**Given text:**
○ ○ ○
Major General Abed Hamed MowhoushHuman Rights First will observe the Fort Carson, Colorado, trial of Chief Warrant Officer Lewis Welshofer, charged with the murder of Iraqi Major General Abed Hamed Mowhoush, who died after being forced inside a sleeping bag during interrogation.

Marc Kusnetz is a consultant to Human Rights First and a freelance journalist. He was a producer at NBC News for twenty-six years.

David Danzig is the manager of Human Rights First's "End Torture Now" campaign.


January 13, 2006 - Preview
January 17, 2006 - Day One
> January 18, 2006 - Day Two
January 19, 2006 - In Their Own Words
January 19, 2006 - Day Three
January 20, 2006 - Day Four
January 20, 2006 - Welshofer In His Own Words
January 24, 2006 - Case Closed?

Day Two

January 18, 2006

Because the permanent courthouse at Fort Carson was condemned last fall due to a leaky roof, the court martial of Chief Warrant Officer Lewis Welshofer is being held nearby in a hastily-assembled and temporary trailer with no windows, off-white ceiling- and wall tiles, beige office carpeting, and overhead fluorescent lighting. Except for an American flag in the front of the room and a clock on the back wall, there are no adornments.

That clock read 9:27 a.m. when Judge Mark Toole entered and began the proceedings, which, like yesterday, were at first taken up with procedural issues while the four-man, two-woman jury waited outside.

It was more than a half-hour later, jurors then in their seats, that opening statements got underway. The first words from Captain Elena Matt, the lead prosecutor, invoked stirring imagery, rather than technical requirements of law. “This case is about an American soldier,” she said. When you think about that, Matt continued, “you think of standards, of the moral high ground.” But, the prosecutor added, unfortunately Lewis Welshofer abandoned those standards and relinquished the moral high ground.

Then Capt. Matt turned to the facts and details of Welshofer’s involvement in the detention, interrogation, and mistreatment of Major General Abed Hamed Mowhoush, which culminated in the general’s death on November 26th, 2003. Welshofer is charged with murder and dereliction of duty in the Mowhoush case and is also charged with assaulting another Iraqi detainee. (The charge sheets were distributed yesterday. In response to arguments byWelshofer’s lawyer, the Judge instructed that the charge that Welshofer “should have known” of his duty to safeguard Mowhoush should be struck, leaving only the charging requirement that Welshofer “knew” his duty.)
○ ○ ○
**Stored data:**
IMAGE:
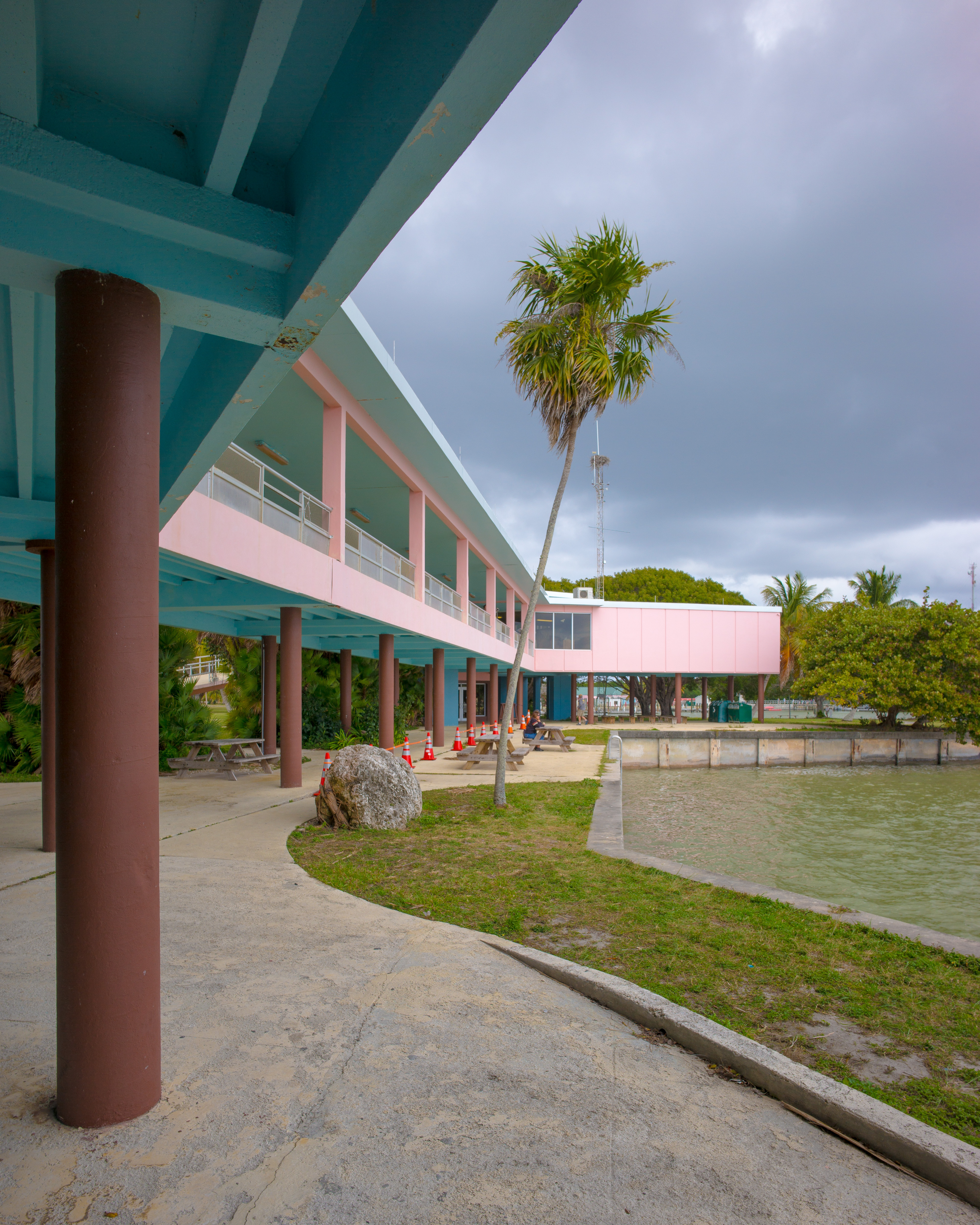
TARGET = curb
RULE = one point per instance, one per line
(924, 1151)
(606, 838)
○ ○ ○
**Directions:**
A. Please copy the court-martial report from "That clock read" up to and including "jury waited outside.", swapping "proceedings" for "hearing".
B. According to the court-martial report, why is the trial being held in a temporary trailer?
Work from the court-martial report alone.

**Answers provided:**
A.
That clock read 9:27 a.m. when Judge Mark Toole entered and began the hearing, which, like yesterday, were at first taken up with procedural issues while the four-man, two-woman jury waited outside.

B. The permanent courthouse at Fort Carson was condemned last fall due to a leaky roof.